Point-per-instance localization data
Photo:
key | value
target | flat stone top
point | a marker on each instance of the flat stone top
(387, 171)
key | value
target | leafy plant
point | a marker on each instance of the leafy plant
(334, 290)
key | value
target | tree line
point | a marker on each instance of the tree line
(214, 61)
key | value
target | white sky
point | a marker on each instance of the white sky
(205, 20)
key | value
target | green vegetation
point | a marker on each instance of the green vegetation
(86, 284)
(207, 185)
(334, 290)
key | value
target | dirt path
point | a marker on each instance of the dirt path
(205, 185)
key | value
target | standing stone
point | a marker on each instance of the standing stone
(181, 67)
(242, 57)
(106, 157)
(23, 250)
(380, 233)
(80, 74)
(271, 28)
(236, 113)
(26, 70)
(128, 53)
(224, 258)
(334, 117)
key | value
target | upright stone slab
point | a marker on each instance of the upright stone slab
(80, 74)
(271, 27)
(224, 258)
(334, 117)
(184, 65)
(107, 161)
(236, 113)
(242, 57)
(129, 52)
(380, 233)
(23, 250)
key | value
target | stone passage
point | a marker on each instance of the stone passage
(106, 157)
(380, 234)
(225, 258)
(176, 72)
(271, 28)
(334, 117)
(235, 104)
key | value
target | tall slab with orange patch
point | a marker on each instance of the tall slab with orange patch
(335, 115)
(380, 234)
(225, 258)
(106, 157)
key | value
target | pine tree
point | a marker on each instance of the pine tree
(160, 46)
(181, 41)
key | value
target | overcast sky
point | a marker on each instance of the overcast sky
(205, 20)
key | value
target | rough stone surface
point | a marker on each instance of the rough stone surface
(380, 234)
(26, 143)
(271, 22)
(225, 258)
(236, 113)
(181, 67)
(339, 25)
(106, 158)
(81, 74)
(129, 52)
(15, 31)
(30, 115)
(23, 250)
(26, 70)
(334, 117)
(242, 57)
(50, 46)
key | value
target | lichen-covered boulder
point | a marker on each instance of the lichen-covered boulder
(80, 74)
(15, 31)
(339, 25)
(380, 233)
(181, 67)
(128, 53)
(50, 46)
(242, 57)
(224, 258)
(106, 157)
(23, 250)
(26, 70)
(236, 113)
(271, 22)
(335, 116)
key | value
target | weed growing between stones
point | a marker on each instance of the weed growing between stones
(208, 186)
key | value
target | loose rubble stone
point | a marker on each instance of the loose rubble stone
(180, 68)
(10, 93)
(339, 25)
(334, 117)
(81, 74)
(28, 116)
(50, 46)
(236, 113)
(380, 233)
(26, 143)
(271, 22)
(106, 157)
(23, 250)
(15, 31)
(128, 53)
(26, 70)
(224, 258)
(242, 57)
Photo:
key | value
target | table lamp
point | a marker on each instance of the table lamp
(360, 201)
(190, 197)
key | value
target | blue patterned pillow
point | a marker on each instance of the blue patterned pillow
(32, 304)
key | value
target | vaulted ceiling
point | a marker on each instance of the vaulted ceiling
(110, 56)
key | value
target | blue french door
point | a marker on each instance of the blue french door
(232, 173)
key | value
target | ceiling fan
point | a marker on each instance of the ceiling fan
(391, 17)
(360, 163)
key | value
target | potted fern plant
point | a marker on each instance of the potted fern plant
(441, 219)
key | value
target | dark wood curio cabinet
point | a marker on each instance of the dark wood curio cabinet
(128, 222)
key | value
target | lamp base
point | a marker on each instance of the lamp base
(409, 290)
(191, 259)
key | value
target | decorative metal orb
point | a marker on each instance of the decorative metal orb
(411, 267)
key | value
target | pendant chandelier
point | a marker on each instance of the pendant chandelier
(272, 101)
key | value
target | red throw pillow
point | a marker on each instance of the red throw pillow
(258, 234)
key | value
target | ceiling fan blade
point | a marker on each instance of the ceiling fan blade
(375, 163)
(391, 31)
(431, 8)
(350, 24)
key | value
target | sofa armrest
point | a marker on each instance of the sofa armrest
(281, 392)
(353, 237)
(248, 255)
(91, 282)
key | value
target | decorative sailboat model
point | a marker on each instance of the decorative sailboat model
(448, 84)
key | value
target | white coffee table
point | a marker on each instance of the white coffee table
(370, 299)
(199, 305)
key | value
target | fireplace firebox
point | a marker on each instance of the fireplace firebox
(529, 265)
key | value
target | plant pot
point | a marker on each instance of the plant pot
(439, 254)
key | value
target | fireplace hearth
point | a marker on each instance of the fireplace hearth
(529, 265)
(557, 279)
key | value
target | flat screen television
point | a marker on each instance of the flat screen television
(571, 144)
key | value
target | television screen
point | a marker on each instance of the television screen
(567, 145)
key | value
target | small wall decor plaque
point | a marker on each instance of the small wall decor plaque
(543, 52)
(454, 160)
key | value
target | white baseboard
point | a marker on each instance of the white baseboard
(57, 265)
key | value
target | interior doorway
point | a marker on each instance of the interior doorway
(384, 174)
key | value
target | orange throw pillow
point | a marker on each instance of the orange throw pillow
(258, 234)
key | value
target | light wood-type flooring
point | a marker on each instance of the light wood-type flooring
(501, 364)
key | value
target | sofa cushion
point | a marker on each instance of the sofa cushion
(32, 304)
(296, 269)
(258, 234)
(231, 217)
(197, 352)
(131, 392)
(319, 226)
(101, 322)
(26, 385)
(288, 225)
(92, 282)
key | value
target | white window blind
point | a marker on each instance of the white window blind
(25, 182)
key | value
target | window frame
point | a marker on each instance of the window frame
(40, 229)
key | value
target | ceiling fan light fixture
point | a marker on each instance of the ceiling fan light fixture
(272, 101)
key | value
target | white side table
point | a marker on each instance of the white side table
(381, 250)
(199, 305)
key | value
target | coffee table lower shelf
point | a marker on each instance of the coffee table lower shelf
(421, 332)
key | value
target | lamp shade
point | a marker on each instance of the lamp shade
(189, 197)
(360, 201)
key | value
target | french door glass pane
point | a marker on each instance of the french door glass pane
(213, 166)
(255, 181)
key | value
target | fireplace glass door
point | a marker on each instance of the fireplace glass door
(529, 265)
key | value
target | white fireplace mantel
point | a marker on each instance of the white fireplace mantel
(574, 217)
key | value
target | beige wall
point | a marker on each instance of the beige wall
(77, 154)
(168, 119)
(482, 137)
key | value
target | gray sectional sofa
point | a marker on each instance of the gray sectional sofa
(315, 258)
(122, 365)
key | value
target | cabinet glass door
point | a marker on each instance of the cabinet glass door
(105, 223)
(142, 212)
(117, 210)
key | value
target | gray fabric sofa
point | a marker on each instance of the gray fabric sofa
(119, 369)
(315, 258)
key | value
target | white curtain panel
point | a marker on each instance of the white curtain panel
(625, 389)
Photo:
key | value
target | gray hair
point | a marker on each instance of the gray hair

WORK REQUEST:
What you should do is return the records above exactly, leaving nothing out.

SOLUTION:
Photo:
key | value
target | flat stone top
point | a marker on each instance of the flat stone top
(387, 171)
key | value
target | leafy plant
point | a marker on each instance of the leafy plant
(334, 290)
key | value
target | tree line
point | a marker on each instance of the tree line
(214, 61)
key | value
target | white sky
point | a marker on each instance of the white sky
(205, 20)
key | value
target | green vegetation
point | a marker on each instance of the green vegetation
(86, 284)
(207, 185)
(334, 290)
key | value
target | dirt path
point | a marker on each instance of the dirt path
(205, 185)
key | value
target | standing stone
point | a marker on each instance of the standing stone
(181, 67)
(242, 57)
(106, 157)
(23, 250)
(380, 233)
(80, 74)
(271, 28)
(236, 113)
(26, 70)
(128, 53)
(224, 258)
(334, 117)
key | value
target | upright stone slab
point | a marker on each instance of the upright stone slab
(80, 74)
(271, 27)
(224, 258)
(334, 117)
(184, 65)
(107, 161)
(236, 113)
(242, 57)
(129, 52)
(380, 233)
(23, 250)
key | value
target | stone passage
point | a marker on each instance of the stone passage
(106, 157)
(380, 234)
(225, 258)
(176, 72)
(271, 28)
(334, 117)
(235, 104)
key | value
target | tall slab with orange patch
point | a marker on each instance of the tall slab with orange patch
(335, 115)
(380, 234)
(225, 258)
(106, 157)
key | value
target | pine tree
point | a marker on each instance of the pine tree
(160, 46)
(181, 41)
key | value
target | overcast sky
point | a marker on each instance of the overcast sky
(205, 20)
key | value
target | rough stone surface
point | a marker on each instance of the rough stone surface
(380, 234)
(26, 143)
(271, 22)
(225, 258)
(236, 113)
(181, 67)
(339, 25)
(106, 158)
(81, 74)
(129, 52)
(15, 31)
(30, 115)
(23, 250)
(26, 70)
(334, 117)
(242, 57)
(50, 46)
key | value
target | lichen-covered boulder
point | a marker on each instance of the lichen-covered boulder
(80, 74)
(15, 31)
(339, 25)
(380, 233)
(181, 67)
(128, 53)
(50, 46)
(242, 57)
(224, 258)
(106, 157)
(23, 250)
(26, 70)
(236, 113)
(271, 22)
(335, 116)
key | value
target | weed growing between stones
point | a marker on each instance of the weed growing between stones
(208, 186)
key | value
target | loose rubble stone
point | a marker on each instance of the loose rubble stone
(180, 68)
(10, 93)
(339, 25)
(334, 117)
(81, 74)
(28, 116)
(50, 46)
(236, 113)
(380, 233)
(26, 143)
(271, 22)
(106, 157)
(23, 250)
(15, 31)
(128, 53)
(26, 70)
(224, 258)
(242, 57)
Photo:
key | value
target | table lamp
point | a marker on each instance of the table lamp
(360, 201)
(190, 197)
key | value
target | blue patterned pillow
point | a marker on each instance of the blue patterned pillow
(32, 304)
key | value
target | vaulted ceiling
point | a marker on each instance of the vaulted ceiling
(110, 56)
key | value
target | blue french door
point | a marker on each instance of the blue french door
(232, 173)
key | value
target | ceiling fan
point | a marker on each instance of the ceiling fan
(391, 17)
(360, 163)
key | value
target | potted fern plant
point | a marker on each instance of the potted fern plant
(441, 219)
key | value
target | dark wood curio cabinet
point | a marker on each instance of the dark wood curio cabinet
(128, 222)
key | value
target | lamp base
point | a marker on each instance of the lamp base
(409, 290)
(191, 259)
key | value
target | decorative metal orb
point | a marker on each instance of the decorative metal orb
(411, 267)
key | value
target | pendant chandelier
point | a marker on each instance of the pendant chandelier
(272, 101)
key | value
target | red throw pillow
point | a marker on each instance of the red throw pillow
(258, 234)
key | value
target | ceiling fan blade
point | a marker on each instance of the ceiling fan blade
(375, 163)
(391, 31)
(431, 8)
(350, 24)
key | value
target | sofa armrest
point | a marker on each instance of the sofa armrest
(281, 392)
(353, 237)
(248, 255)
(91, 282)
key | value
target | decorative sailboat model
point | a marker on each instance of the decorative sailboat model
(448, 84)
key | value
target | white coffee table
point | a marker on each instance of the white coffee table
(370, 299)
(199, 305)
key | value
target | fireplace firebox
point | a marker on each instance of the fireplace firebox
(529, 265)
key | value
target | plant pot
point | a marker on each instance of the plant pot
(439, 254)
key | value
target | fireplace hearth
point | a marker on each instance of the fireplace hearth
(529, 265)
(557, 279)
key | value
target | flat screen television
point | a marker on each instance of the flat screen television
(571, 144)
key | value
target | television screen
point | a marker on each instance of the television screen
(567, 145)
key | value
target | small wall decor plaque
point | a marker on each instance of the small wall decor plaque
(543, 52)
(454, 160)
key | value
target | white baseboard
point | a marker on each instance of the white baseboard
(57, 265)
key | value
target | interior doorway
point | a marker on each instance of the interior doorway
(384, 174)
key | value
target | orange throw pillow
point | a marker on each instance of the orange throw pillow
(258, 234)
key | value
target | light wood-type flooring
point | a marker on each instance of the light wood-type flooring
(501, 364)
key | value
target | sofa cushion
point | a marker on each instance of the sofa cushion
(32, 304)
(296, 269)
(258, 234)
(231, 217)
(197, 352)
(131, 392)
(319, 226)
(101, 322)
(26, 385)
(288, 225)
(92, 282)
key | value
target | white window blind
point | a marker on each instance of the white window blind
(25, 182)
key | value
target | window frame
point | a marker on each instance of the window frame
(40, 229)
key | value
target | ceiling fan light fixture
point | a marker on each instance of the ceiling fan light fixture
(272, 101)
key | value
target | white side table
point | a marker on each instance of the white side table
(381, 250)
(199, 305)
key | value
target | coffee table lower shelf
point | a marker on each instance of the coffee table lower shelf
(421, 332)
key | value
target | lamp shade
point | a marker on each instance of the lamp shade
(189, 197)
(360, 201)
key | value
target | french door glass pane
point | a marker on each instance of the french door glass pane
(213, 166)
(255, 181)
key | value
target | fireplace glass door
point | a marker on each instance of the fireplace glass door
(529, 265)
key | value
target | white fireplace mantel
point | a marker on each instance of the white fireplace mantel
(574, 217)
key | value
target | beige wall
point | a marker on each instance of the beige wall
(77, 154)
(168, 119)
(482, 137)
key | value
target | gray sectional sofa
point | a marker on each instance of the gray sectional sofa
(315, 258)
(122, 365)
key | value
target | cabinet glass door
point | a marker on each instance of the cabinet glass door
(105, 223)
(142, 212)
(117, 210)
key | value
target | gray fabric sofa
point | a marker on each instance of the gray fabric sofa
(119, 369)
(315, 258)
key | value
target | white curtain panel
point | a marker on each instance of the white curtain panel
(625, 389)
Photo:
key | value
target | gray hair
point | a marker on each instance of the gray hair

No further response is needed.